** start Provided passage **

And this scale is sort of incredible.
The budget for targeted
exploitation, for the NSA,
not speaking at all about the GCHQ,
or the Defense Signals Directorate folks
over in Australia,
there’s so much money,
when you look at the offensive warfare,
that for 2013 alone there was
650 million Dollars spent
on the GENIE program.
And the GENIE program is their
offensive Cyber War program,
as they call it themselves, in which they
build backdoors, like UNITEDRAKE
and STRAITBIZZARE and other tools like
Regin, which you know as one of the tools,
I hope, that has been used in
Belgacom and in other places.
So they target places like Stellar and
Belgacom, but they also target places
like the European Union. In that
case, the EU takes the place
of a terrorist. That is: they are the
goal. They aren’t compromising
the EU’s networks just because
someone interesting might show up,
they are compromising the EU’s
networks, because the EU is
the equivalent to a terrorist to them. And
they wish to have leverage and control.

** end Provided passage **
** start Exercise material **

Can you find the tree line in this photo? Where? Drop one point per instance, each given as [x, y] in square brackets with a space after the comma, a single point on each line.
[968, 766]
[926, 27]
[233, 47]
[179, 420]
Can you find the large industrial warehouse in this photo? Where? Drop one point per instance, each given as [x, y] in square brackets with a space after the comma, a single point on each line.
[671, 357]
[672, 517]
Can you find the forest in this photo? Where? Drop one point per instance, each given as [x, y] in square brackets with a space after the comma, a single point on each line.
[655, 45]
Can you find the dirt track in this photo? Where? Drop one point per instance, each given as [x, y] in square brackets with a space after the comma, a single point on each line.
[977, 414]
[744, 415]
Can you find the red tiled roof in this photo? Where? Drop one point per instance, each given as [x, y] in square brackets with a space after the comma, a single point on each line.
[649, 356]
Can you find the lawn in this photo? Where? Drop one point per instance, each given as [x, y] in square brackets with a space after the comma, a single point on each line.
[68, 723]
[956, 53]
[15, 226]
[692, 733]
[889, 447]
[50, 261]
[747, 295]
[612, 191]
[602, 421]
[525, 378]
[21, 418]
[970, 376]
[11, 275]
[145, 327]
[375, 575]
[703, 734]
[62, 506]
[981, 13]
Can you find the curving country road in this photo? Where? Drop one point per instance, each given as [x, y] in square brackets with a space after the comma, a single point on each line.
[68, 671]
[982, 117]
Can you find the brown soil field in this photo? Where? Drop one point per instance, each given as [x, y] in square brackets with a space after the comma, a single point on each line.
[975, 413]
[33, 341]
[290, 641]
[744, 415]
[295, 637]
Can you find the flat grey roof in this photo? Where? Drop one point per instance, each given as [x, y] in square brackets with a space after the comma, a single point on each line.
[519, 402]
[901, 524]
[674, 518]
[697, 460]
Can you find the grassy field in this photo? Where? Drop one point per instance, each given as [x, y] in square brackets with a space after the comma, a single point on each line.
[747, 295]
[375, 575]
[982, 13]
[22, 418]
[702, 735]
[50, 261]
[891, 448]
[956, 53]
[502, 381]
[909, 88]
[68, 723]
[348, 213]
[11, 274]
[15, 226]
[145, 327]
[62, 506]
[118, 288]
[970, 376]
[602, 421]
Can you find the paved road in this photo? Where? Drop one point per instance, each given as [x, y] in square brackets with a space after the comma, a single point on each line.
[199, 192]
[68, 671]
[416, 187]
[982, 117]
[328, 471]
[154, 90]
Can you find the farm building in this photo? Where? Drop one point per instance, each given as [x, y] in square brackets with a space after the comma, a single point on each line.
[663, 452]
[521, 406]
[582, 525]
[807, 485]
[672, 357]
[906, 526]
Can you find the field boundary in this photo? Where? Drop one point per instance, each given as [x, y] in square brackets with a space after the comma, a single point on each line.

** end Exercise material **

• **Job A**
Can you rewrite the listing, from the line containing "Can you find the paved" up to and including its final line, as a Markdown table with the columns No. and Entry, skipping any blank lines?
• **Job B**
Can you extend the transcript about NSA offensive operations from its last line?
The transcript about NSA offensive operations has no connection to the listing.

• **Expected answer A**
| No. | Entry |
|---|---|
| 1 | Can you find the paved road in this photo? Where? Drop one point per instance, each given as [x, y] in square brackets with a space after the comma, a single point on each line. |
| 2 | [199, 192] |
| 3 | [68, 671] |
| 4 | [416, 187] |
| 5 | [982, 117] |
| 6 | [328, 471] |
| 7 | [154, 90] |
| 8 | Can you find the farm building in this photo? Where? Drop one point per instance, each given as [x, y] in square brackets with a space after the comma, a single point on each line. |
| 9 | [663, 452] |
| 10 | [521, 406] |
| 11 | [582, 525] |
| 12 | [807, 485] |
| 13 | [672, 357] |
| 14 | [906, 526] |
| 15 | Can you find the field boundary in this photo? Where? Drop one point per instance, each given as [x, y] in square brackets with a space after the comma, a single point on each line. |

• **Expected answer B**
Because that’s what surveillance is in
this context. It’s exploitation of systems,
where they leverage access to that
system, or whichever systems that they
have access to, to get more access,
to have more control. Either politically
or technologically or both.
Which ties of course into economics.
Now, in the case of GENIE 650 million
Dollars is quite a great deal of money.
But for 2017 the projected budget
for GENIE is a billion Dollars.
This is just the beginning of what
we see. And these civilian targets
or these governmental targets that are
being targeted in continental Europe,
they’re not alone. It is actually
happening all around the world.
And these compromises, they happen
in service of mass surveillance.
Whenever they don’t have the ability to
mass-surveil a system they implant systems
along the way in order to surveil
what goes in and out of them.
Systems are even used as what are called
‘Diodes’. And Diodes are essentially
another term which we see the Canadians
use. Operational Relay Boxes or ORBs.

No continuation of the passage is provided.